* [Problem to work on]:
Count the lines in the records below that contain the string "every", matching case exactly, and reply with only that number.

* [Exercise materials]:
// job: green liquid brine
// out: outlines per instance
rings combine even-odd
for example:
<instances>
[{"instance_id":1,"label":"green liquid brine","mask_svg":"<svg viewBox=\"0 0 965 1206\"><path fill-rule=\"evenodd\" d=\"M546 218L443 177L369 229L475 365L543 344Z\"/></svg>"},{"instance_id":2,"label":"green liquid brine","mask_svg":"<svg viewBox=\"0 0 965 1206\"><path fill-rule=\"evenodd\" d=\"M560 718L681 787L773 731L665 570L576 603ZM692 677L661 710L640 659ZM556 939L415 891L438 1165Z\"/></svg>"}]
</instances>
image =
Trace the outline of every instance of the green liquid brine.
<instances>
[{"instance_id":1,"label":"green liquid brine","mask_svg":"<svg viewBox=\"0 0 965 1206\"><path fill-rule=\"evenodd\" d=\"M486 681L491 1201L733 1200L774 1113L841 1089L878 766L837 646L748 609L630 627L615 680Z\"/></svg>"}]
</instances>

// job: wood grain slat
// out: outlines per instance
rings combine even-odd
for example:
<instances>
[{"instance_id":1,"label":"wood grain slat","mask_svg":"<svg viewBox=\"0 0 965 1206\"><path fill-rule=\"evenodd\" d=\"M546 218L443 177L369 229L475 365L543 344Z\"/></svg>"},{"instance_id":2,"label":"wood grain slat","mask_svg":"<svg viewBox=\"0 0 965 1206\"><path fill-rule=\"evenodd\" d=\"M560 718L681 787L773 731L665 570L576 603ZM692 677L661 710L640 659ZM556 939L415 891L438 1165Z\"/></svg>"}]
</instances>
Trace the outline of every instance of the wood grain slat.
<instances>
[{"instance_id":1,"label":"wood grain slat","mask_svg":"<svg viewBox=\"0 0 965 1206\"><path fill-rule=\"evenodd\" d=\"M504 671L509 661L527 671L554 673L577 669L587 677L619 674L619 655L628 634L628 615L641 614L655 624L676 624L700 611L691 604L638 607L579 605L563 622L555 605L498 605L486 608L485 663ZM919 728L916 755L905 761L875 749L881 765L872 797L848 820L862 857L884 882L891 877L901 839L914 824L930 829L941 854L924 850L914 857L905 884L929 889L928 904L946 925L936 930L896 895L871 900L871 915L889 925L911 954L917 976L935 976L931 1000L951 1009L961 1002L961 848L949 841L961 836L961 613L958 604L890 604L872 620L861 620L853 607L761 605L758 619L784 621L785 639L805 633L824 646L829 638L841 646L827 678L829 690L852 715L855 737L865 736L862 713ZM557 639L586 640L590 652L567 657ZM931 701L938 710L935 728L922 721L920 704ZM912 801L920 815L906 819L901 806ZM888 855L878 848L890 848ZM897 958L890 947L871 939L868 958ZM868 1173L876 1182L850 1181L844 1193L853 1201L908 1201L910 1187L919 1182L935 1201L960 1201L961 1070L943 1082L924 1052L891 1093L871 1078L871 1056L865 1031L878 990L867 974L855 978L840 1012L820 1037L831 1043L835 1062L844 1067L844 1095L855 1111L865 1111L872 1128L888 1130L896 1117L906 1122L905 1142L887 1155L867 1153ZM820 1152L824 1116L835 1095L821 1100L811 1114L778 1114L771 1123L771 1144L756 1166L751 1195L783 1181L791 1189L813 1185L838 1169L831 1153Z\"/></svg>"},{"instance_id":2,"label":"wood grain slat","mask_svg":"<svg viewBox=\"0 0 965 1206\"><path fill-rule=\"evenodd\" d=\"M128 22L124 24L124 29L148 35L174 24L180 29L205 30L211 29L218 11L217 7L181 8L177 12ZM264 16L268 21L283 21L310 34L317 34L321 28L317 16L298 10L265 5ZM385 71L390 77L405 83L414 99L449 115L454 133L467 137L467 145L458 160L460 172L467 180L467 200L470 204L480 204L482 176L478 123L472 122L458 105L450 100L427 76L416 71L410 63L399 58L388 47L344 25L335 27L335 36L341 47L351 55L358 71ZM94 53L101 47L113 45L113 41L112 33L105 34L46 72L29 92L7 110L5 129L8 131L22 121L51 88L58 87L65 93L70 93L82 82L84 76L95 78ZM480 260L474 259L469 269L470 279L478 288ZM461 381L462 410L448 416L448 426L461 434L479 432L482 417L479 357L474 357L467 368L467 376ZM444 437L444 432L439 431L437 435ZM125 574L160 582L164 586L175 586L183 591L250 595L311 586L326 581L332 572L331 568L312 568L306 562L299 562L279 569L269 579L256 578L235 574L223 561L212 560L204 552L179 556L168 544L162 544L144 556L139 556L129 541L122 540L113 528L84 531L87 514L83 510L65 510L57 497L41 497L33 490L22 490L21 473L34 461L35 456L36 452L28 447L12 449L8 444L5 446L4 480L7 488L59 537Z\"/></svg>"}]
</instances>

* [Output for this exercise]:
2